:: EXTRACTED DATA ::

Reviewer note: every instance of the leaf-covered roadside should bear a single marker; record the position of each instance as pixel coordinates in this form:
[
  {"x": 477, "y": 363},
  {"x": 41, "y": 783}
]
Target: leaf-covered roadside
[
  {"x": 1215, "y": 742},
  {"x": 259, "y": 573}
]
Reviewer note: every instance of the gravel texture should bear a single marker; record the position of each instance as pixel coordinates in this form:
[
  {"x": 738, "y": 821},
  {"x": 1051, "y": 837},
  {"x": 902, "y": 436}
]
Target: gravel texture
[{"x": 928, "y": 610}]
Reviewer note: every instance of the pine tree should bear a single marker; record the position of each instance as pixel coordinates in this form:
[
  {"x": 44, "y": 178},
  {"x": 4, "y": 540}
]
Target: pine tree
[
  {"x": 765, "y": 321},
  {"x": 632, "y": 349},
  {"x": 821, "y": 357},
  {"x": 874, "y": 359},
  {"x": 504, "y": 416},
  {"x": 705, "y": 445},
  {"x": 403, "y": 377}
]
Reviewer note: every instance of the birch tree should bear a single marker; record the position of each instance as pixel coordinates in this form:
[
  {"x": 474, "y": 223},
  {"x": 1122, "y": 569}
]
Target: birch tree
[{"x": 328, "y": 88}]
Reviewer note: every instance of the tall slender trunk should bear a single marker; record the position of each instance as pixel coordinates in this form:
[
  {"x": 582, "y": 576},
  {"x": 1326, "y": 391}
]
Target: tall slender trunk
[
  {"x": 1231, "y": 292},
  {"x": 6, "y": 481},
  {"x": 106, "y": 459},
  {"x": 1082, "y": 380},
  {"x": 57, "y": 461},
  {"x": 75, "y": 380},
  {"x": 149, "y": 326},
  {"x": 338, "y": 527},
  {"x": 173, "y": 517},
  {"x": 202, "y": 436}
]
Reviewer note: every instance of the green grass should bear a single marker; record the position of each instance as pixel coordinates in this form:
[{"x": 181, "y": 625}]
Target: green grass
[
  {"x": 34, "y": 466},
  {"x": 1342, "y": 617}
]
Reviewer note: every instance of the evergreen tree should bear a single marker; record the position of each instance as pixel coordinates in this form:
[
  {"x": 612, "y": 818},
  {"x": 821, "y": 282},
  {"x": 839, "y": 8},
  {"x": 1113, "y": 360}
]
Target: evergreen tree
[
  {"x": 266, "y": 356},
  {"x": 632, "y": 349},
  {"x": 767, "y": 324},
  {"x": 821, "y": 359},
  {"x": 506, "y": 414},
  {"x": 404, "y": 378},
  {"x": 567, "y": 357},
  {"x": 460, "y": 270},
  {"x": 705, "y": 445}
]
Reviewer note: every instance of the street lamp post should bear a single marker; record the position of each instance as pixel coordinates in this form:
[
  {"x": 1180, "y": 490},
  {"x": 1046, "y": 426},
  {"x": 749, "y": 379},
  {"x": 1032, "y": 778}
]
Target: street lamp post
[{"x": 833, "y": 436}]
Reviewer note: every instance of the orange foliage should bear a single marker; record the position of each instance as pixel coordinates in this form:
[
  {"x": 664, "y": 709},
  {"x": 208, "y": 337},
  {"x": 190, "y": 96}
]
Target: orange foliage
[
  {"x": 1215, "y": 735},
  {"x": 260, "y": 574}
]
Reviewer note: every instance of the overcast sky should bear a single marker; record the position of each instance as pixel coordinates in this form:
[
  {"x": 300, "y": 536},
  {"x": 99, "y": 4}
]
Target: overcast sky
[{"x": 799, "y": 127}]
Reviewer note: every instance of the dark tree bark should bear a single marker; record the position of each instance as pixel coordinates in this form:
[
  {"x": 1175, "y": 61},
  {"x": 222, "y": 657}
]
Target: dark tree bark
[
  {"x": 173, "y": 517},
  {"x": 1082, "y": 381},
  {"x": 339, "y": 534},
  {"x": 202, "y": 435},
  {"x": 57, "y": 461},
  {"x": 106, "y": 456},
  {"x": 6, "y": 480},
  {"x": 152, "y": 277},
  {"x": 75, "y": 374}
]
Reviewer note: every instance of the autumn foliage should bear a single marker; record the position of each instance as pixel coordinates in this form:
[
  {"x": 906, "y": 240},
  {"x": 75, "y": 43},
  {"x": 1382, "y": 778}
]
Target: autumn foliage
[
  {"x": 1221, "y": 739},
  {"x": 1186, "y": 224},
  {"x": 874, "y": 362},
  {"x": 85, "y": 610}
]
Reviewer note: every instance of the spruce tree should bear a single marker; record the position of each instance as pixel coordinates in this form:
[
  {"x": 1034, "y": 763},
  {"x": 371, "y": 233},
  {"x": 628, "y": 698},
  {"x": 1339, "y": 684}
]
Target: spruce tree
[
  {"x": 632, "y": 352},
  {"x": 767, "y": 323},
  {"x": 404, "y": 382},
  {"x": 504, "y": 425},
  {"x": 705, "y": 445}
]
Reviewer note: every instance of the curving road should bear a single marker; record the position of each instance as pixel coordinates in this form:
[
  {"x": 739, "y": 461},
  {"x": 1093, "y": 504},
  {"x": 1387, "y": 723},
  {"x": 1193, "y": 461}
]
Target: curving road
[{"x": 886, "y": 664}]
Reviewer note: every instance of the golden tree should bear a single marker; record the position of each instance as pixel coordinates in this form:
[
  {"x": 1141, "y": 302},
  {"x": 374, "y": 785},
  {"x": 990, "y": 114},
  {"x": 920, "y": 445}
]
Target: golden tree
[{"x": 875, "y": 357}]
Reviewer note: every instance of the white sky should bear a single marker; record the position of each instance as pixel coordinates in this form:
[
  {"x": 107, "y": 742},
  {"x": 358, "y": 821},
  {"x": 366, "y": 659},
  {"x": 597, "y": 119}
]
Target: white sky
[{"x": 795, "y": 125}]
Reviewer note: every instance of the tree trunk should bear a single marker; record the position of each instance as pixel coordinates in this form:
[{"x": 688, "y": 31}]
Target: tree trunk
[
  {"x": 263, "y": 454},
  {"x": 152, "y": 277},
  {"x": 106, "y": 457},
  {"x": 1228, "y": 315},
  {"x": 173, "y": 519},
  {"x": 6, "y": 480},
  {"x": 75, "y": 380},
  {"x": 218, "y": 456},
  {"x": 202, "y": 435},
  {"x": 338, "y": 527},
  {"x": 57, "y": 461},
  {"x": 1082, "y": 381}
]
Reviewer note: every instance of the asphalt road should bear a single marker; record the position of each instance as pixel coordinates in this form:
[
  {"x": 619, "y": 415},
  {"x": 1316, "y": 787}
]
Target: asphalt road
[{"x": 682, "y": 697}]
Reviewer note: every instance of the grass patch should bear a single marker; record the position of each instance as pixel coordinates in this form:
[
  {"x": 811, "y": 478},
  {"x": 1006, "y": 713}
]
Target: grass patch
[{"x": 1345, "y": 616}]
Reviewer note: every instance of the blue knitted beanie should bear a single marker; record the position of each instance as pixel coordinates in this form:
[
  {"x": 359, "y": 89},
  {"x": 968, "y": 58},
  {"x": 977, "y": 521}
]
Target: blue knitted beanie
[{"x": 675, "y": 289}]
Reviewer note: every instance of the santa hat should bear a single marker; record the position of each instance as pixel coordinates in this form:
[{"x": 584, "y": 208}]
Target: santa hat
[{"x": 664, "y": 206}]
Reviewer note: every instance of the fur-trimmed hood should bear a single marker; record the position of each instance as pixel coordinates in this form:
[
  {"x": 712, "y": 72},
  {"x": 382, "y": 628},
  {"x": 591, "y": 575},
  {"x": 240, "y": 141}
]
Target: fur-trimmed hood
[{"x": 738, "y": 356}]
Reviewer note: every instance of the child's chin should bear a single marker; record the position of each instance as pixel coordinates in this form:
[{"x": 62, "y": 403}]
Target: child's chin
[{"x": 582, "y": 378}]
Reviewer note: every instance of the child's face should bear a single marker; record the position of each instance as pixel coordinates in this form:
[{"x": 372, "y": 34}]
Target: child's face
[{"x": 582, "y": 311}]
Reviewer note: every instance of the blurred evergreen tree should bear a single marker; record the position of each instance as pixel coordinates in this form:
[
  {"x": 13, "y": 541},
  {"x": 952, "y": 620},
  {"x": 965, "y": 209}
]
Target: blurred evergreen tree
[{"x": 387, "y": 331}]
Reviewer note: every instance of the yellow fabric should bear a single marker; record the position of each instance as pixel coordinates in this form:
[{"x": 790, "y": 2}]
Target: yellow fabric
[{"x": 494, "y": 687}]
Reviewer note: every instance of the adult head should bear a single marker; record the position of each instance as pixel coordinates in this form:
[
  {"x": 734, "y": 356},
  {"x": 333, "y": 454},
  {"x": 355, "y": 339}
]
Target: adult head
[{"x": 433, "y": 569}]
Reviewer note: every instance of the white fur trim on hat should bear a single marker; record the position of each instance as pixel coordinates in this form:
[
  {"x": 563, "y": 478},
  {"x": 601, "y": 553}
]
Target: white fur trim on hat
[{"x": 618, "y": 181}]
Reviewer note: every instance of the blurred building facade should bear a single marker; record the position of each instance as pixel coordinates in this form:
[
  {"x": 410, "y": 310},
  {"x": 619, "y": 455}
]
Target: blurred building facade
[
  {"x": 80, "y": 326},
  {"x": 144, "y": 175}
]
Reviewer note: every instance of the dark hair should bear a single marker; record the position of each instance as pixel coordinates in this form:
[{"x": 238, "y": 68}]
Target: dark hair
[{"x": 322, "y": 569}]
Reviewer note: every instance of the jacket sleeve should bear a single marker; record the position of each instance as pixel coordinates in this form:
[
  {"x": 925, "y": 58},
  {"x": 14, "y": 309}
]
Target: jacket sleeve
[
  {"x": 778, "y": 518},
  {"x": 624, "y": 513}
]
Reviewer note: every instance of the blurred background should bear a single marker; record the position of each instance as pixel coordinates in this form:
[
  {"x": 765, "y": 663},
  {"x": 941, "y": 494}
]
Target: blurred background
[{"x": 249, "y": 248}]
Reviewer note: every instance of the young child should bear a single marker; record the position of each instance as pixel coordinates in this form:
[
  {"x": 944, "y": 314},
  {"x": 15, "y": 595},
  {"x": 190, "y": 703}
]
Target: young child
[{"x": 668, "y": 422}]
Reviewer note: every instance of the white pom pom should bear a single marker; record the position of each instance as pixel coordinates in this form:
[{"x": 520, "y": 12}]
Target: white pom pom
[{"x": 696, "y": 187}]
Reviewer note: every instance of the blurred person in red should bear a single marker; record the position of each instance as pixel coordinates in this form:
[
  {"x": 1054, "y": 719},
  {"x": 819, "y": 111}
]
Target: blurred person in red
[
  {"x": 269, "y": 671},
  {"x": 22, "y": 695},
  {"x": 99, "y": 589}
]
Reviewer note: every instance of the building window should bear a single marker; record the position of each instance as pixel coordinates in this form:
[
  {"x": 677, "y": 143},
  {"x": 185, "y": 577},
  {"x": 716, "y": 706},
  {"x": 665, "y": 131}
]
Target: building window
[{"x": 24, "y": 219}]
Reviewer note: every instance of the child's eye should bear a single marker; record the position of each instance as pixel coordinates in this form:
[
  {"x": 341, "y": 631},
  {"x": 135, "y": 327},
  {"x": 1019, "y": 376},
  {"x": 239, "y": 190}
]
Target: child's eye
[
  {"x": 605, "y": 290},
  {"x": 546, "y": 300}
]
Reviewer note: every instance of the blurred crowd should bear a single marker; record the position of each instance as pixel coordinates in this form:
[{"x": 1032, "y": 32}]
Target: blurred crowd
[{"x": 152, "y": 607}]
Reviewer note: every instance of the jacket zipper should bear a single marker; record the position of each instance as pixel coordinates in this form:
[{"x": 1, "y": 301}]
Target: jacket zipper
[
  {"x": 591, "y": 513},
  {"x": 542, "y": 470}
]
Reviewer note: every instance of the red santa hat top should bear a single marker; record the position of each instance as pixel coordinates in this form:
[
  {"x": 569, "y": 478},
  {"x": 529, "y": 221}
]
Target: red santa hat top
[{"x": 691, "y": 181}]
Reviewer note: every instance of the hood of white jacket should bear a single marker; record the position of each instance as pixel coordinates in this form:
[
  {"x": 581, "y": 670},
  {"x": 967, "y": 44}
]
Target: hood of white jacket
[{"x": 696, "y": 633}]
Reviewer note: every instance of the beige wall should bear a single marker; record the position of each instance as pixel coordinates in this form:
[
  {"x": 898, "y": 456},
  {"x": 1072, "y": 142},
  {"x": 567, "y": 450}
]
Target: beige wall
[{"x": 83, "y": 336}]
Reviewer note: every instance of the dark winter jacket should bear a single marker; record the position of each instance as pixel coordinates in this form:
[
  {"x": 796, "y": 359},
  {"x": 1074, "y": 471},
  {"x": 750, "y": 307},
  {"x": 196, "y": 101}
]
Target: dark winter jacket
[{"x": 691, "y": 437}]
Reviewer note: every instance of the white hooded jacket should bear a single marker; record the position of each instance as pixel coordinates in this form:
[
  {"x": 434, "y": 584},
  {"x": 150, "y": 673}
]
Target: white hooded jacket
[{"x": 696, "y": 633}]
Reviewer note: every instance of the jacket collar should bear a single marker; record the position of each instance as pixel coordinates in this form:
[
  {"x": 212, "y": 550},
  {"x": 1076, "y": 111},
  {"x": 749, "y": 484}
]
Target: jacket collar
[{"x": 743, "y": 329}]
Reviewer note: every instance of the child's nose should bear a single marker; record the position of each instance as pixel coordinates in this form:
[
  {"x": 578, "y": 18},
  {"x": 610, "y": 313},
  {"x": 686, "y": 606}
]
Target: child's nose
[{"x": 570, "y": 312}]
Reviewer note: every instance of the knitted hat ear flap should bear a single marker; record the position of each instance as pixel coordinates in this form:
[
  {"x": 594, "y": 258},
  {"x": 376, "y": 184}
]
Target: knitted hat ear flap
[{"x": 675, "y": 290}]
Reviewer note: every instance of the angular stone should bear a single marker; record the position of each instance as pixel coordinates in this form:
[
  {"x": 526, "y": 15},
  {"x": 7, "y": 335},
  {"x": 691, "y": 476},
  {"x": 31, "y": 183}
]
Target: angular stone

:::

BRIEF => Take the line holding "Reviewer note: every instance of the white hooded" and all lines after it through the end of the data, and set them down exactly.

FULL SOLUTION =>
Reviewer note: every instance of the white hooded jacket should bear a single marker; record the position of each instance as pixel coordinates in this form:
[
  {"x": 434, "y": 584},
  {"x": 150, "y": 673}
]
Target: white hooded jacket
[{"x": 696, "y": 633}]
Reviewer note: every instance of the jacket collar should bear a single marker; record the position of each instance as pixel coordinates in this form:
[
  {"x": 212, "y": 550},
  {"x": 1076, "y": 111},
  {"x": 749, "y": 484}
]
Target: jacket collar
[{"x": 743, "y": 329}]
Reviewer note: every instance of the child's nose should bear a single marker; record the position of each instance as pixel coordinates in this form:
[
  {"x": 578, "y": 18},
  {"x": 610, "y": 313},
  {"x": 686, "y": 606}
]
Target: child's nose
[{"x": 570, "y": 312}]
Reviewer note: every instance of the knitted hat ear flap should bear a single marker; record the position of each instance as pixel coordinates in this form:
[
  {"x": 594, "y": 258},
  {"x": 376, "y": 184}
]
Target: knitted hat ear flap
[{"x": 675, "y": 290}]
Reviewer note: every instance of the angular stone should bear a single marker; record the position of each instance as pixel coordinates in this form:
[
  {"x": 526, "y": 15},
  {"x": 7, "y": 335},
  {"x": 691, "y": 476},
  {"x": 31, "y": 183}
]
Target: angular stone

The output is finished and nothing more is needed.